— START OF TEXT PROVIDED —

# Ghostwheel's Top Ten Signs you're in a McDojo



## Bob Hubbard (Oct 25, 2001)

10.     You instructor has a Grandmasters Certificate. In Crayon.

 9.      The Senior Assistant Instructor is a 4 year old black belt.

 8.      The sign in the window says the school trains in more than 
	 10 martial arts.

 7.      Its a Korean art. {g}  
[Ed. Note: HEY!!]

 6.      Your instructor tries to sell you Amway products.

 5.      While examining the schools tournament trophies, you find 
	 3 for spelling bees.

 4.      Reading the contract for the school is considered a kata 
	 (and a long one at that).

 3.      No one sweats.

 2.      While at a tournament, your opponent finds out who your 
	 teacher is and high-fives his teacher.

 1.      When paying for your belt examinations, the instructor asks:
         "Do you want fries with that?"


----------



## Kirk (Jan 13, 2002)

*Ghostwheel's Top Ten Signs you're in a McDojo *

1. You instructor has a Grandmasters Certificate. In Crayon. 
2. The Senior Assistant Instructor is a 4 year old black belt. 
3. The sign in the window says the school trains in more than       
    10 martial arts. 
4. Deleted, for fear of p!$$!ng someone off.
5. Your instructor tries to sell you Amway products. 
6. While examining the schools tournament trophies, you find 3 
    for spelling bees.

— END OF TEXT PROVIDED —
— START OF SUPPLIED DATA —

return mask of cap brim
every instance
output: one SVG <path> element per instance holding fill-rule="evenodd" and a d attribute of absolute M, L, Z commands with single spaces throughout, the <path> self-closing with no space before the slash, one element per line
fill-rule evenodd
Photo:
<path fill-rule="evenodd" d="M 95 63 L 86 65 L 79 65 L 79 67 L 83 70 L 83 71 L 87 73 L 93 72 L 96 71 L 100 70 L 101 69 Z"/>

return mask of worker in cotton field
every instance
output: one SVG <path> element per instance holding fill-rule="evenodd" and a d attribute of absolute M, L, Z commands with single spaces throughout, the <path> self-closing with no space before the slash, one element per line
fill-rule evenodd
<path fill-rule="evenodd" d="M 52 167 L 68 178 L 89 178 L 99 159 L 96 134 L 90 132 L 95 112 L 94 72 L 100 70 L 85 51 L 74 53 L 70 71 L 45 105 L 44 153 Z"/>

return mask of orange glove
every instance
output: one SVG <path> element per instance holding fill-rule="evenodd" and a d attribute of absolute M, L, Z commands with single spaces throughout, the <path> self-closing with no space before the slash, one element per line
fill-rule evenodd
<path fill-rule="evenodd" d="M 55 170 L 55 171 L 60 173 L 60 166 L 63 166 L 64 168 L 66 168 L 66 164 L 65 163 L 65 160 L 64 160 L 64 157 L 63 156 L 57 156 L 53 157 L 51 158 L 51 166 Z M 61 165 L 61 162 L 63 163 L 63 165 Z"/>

— END OF SUPPLIED DATA —

DO THIS:
Copy the McDojo list from "3. The sign" to "5. Your instructor tries to sell you Amway products.", changing "Amway" to "Tupperware". Rely on the McDojo list by itself, not on the data.

FULL OUTPUT:
3. The sign in the window says the school trains in more than       
    10 martial arts. 
4. Deleted, for fear of p!$$!ng someone off.
5. Your instructor tries to sell you Tupperware products.